━━ PASSAGE TO READ ━━

EXHIBIT 10.1


                               DELUXE CORPORATION
                                      2000
                          EMPLOYEE STOCK PURCHASE PLAN


SECTION 1. CERTAIN DEFINITIONS.

1.01. PLAN. The term "Plan" shall mean the Employee Stock Purchase Plan, the
terms and provisions of which are set forth herein.

1.02. COMPANY. The term "company" shall mean Deluxe Corporation.

1.03. SHARES. The term "Shares" shall mean the $1 par value Common Shares of the
company.

1.04. PARTICIPANT. The term "Participant" shall mean a Full-Time Employee of the
company or of its subsidiaries, as determined by the board of directors or any
committee appointed by the board of directors of the company pursuant to Section
10, who is eligible to participate in the Plan and who has elected to
participate in the manner set forth in the Plan.

1.05. CURRENT COMPENSATION. The term "Current Compensation" shall mean all
regular wage, salary, and commission payments (including periodic sales
commission bonuses) paid by the company to a Participant in accordance with the
terms of his employment, including payments made to him under the short term
disability or paid time off plan of the company or subsidiary of which the
Participant is an employee in effect at the applicable time, but excluding all
overtime earnings, bonus and other incentive payments and awards, and all other
forms of extra compensation.

1.06. QUARTER DATE. The term "Quarter Date" shall mean the first business day of
each February, May, August, and November, commencing with the effective date of
the Plan and ending with the last such date during the term of this Plan, a
"business" day being, for this purpose, a trading day on the New York Stock
Exchange.

1.07. FULL-TIME EMPLOYEE. The term "Full-Time Employee" means, with respect to
employees of the company, all employees (including officers and directors who
are also employees of the company) who are employed on a full-time basis and
whose regularly scheduled work week consists of at least thirty-two (32) hours,
and, with respect to employees of subsidiaries, employees who are considered
full-time employees under the employment policies of their company.

1.08. STOCK PURCHASE ACCOUNT. The term "Stock Purchase Account" means a current
bookkeeping record maintained by the company of cumulative payroll deductions
made





from the Current Compensation of each Participant in the Plan as reduced by
amounts applied toward the purchase of Shares under the Plan.

━━━

- _STATED TASK 1_
Show every line in the entries below that contains the word "white".

━━ MATERIAL ━━

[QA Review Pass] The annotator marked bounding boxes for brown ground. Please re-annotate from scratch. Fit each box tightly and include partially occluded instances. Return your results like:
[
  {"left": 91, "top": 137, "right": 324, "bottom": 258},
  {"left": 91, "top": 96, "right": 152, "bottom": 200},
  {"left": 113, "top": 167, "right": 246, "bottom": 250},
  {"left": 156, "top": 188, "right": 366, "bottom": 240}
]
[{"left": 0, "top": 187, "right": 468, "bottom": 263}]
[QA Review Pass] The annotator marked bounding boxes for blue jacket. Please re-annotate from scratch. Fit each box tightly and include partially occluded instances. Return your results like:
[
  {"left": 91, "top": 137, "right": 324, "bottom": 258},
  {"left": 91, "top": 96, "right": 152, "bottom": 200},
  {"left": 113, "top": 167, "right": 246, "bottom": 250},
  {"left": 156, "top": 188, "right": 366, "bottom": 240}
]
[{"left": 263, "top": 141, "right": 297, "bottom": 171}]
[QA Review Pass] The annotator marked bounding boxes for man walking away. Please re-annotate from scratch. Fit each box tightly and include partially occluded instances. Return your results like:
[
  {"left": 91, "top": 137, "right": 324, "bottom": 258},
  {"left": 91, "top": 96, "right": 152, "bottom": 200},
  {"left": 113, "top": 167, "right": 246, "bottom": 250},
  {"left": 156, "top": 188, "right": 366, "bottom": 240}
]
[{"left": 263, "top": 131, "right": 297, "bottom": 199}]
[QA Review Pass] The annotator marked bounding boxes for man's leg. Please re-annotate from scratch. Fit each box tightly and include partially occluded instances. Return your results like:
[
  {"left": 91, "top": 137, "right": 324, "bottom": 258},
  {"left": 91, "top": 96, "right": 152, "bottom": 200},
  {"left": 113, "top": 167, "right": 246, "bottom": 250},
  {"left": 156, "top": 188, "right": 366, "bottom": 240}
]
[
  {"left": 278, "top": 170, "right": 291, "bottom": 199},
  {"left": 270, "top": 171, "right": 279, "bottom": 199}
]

━━━
━━ MATERIAL ━━

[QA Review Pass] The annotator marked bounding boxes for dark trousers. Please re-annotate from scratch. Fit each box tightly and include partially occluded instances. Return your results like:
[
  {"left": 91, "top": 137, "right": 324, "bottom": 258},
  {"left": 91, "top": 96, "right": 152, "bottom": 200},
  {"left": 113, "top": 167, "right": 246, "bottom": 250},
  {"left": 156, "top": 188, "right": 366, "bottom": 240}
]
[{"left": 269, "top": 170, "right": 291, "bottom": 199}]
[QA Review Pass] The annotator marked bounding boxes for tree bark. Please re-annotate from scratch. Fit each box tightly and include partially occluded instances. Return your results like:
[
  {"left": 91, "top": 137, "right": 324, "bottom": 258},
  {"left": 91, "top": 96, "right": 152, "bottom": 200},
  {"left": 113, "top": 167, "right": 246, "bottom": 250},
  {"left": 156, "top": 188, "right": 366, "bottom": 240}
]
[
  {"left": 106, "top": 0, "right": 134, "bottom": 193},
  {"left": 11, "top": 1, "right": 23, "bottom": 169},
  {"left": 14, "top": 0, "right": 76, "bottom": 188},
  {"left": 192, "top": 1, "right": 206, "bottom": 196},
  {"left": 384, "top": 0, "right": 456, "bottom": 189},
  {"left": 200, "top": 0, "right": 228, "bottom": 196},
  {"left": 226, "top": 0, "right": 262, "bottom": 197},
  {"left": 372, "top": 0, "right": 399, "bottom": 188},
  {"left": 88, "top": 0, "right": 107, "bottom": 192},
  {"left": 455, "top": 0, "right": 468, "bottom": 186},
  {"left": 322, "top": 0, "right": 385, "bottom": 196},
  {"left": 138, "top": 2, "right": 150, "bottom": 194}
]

━━━
━━ MATERIAL ━━

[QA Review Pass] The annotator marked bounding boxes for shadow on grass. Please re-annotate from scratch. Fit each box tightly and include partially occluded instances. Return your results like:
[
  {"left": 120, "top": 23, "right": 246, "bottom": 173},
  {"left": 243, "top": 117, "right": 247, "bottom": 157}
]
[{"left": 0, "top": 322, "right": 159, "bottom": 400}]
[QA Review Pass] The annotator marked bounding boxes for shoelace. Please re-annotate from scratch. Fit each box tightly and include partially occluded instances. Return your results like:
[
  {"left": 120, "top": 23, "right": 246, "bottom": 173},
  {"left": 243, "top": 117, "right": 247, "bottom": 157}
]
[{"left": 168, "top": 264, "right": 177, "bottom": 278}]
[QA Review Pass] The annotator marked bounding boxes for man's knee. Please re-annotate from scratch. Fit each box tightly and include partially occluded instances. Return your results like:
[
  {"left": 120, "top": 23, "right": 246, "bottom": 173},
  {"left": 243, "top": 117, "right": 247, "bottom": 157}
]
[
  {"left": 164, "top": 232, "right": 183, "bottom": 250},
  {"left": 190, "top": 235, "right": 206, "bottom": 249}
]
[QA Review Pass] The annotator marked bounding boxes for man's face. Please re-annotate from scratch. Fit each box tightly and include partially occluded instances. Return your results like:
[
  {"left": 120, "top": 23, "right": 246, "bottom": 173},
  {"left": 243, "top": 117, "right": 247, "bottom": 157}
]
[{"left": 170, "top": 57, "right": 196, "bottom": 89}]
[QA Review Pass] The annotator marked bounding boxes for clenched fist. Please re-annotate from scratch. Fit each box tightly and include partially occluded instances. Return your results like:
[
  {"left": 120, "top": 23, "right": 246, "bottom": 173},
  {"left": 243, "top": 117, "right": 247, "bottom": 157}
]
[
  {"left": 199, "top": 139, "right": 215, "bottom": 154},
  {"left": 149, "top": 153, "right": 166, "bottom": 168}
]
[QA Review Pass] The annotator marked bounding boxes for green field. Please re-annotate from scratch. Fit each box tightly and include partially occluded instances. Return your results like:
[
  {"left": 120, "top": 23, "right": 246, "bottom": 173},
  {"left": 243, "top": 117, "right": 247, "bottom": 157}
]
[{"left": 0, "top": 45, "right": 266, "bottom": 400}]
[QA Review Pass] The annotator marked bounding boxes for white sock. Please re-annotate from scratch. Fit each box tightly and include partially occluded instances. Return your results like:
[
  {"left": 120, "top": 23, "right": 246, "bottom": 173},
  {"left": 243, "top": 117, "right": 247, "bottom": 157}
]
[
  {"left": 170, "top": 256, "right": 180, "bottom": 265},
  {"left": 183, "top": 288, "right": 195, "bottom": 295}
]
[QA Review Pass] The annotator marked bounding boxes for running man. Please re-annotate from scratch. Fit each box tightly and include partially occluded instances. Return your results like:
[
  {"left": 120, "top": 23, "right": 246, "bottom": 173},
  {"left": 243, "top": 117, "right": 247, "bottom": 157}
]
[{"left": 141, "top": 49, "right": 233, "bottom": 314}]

━━━

- _STATED TASK 2_
Answer these questions using the stock purchase plan:
(a) What is the par value of the Common Shares defined as "Shares"?
(b) In which months does each Quarter Date fall?
(c) At least how many hours must the regularly scheduled work week of a company employee include for the employee to count as a Full-Time Employee?

- _FULL RESPONSE 1_
[QA Review Pass] The annotator marked bounding boxes for white sock. Please re-annotate from scratch. Fit each box tightly and include partially occluded instances. Return your results like:

- _FULL RESPONSE 2_
(a) $1
(b) February, May, August, and November, on the first business day of each
(c) Thirty-two (32) hours